Fehmi KORU
Yeni seçilen muhalif milletvekillerinden biri, kendisi gazeteci kökenlidir, seçim sonuçlarının hile ile sağlandığını iddia etmiş. Dediği şu: “Dijital yazılımla işi bitirdiler.”
Böyle konular benim ilgi alanıma girer ya, “Ne dersin?” diye soran sorana.
Dediğimi sizinle de paylaşayım: “Eğer bir hile söz konusu olsaydı, AK Parti kendi oyunu yüzde 41.9’da, milletvekili sayısını da 295’te bırakır mıydı?”
AK Parti bu seçimin yaralılarından biri. Zaten o yüzden, seçimden ilk turda ve yüzde 52.5 oy alarak zaferle çıkan Cumhurbaşkanı Tayyip Erdoğan, “Milletimizin sandıkta partimize verdiği mesajı aldık” deme ihtiyacı duydu.
CHP endişesini İnce hesaba katmadı
Seçim sonuçlarını daha makul bir değerlendirme süzgecinden geçirmek şart. Benim burada günlerdir yapmaya çalıştığım gibi…
Bugün bu değerlendirmelere bir yenisini ekleyeceğim.
Önceki gün, oyunu her seçimde AK Parti’ye ve Tayyip Erdoğan‘a vermiş, ancak bu defa farklı biçimde kullanmaya kararlı görünen bir grubun kendi aralarındaki konuşmalarına tanık oldum.

Kayıtlı veri kümesi satırları:

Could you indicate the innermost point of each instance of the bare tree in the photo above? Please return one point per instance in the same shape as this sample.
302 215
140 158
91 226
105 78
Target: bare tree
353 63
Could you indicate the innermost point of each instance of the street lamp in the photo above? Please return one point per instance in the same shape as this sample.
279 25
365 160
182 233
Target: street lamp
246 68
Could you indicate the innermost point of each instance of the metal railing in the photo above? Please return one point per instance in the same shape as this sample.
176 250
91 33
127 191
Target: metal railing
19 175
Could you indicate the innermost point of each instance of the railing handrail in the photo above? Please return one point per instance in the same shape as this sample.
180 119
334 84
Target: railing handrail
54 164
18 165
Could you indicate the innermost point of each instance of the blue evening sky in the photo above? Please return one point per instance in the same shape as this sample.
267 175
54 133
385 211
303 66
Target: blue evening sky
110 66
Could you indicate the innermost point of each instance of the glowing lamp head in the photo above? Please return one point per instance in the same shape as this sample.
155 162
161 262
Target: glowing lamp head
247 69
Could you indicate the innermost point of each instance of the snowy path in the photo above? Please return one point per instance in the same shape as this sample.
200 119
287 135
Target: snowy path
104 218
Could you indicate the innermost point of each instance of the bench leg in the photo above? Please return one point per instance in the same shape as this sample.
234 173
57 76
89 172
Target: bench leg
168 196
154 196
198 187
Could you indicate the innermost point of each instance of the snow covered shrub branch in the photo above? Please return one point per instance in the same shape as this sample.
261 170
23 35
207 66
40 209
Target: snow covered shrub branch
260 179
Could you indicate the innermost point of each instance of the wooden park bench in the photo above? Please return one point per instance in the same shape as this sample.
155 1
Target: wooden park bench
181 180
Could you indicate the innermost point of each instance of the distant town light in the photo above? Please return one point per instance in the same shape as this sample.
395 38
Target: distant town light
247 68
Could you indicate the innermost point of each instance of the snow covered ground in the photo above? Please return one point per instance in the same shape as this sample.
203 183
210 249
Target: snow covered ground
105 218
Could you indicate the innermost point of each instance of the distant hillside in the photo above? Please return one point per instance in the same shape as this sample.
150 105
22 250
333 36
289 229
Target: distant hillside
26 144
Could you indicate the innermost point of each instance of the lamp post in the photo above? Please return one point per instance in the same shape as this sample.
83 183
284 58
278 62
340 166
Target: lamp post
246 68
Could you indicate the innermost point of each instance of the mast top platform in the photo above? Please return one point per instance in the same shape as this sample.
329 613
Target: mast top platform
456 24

Alıştırma Hedefi:
Seçim yazısında "Dediğimi sizinle de" ifadesinden "konuşmalarına tanık oldum." ifadesine kadar uzanan kısmı, "makul" sözcüğünü "tarafsız" ile değiştirerek yeniden yazın.

Alıştırma Çözümü:
Dediğimi sizinle de paylaşayım: “Eğer bir hile söz konusu olsaydı, AK Parti kendi oyunu yüzde 41.9’da, milletvekili sayısını da 295’te bırakır mıydı?”
AK Parti bu seçimin yaralılarından biri. Zaten o yüzden, seçimden ilk turda ve yüzde 52.5 oy alarak zaferle çıkan Cumhurbaşkanı Tayyip Erdoğan, “Milletimizin sandıkta partimize verdiği mesajı aldık” deme ihtiyacı duydu.
CHP endişesini İnce hesaba katmadı
Seçim sonuçlarını daha tarafsız bir değerlendirme süzgecinden geçirmek şart. Benim burada günlerdir yapmaya çalıştığım gibi…
Bugün bu değerlendirmelere bir yenisini ekleyeceğim.
Önceki gün, oyunu her seçimde AK Parti’ye ve Tayyip Erdoğan‘a vermiş, ancak bu defa farklı biçimde kullanmaya kararlı görünen bir grubun kendi aralarındaki konuşmalarına tanık oldum.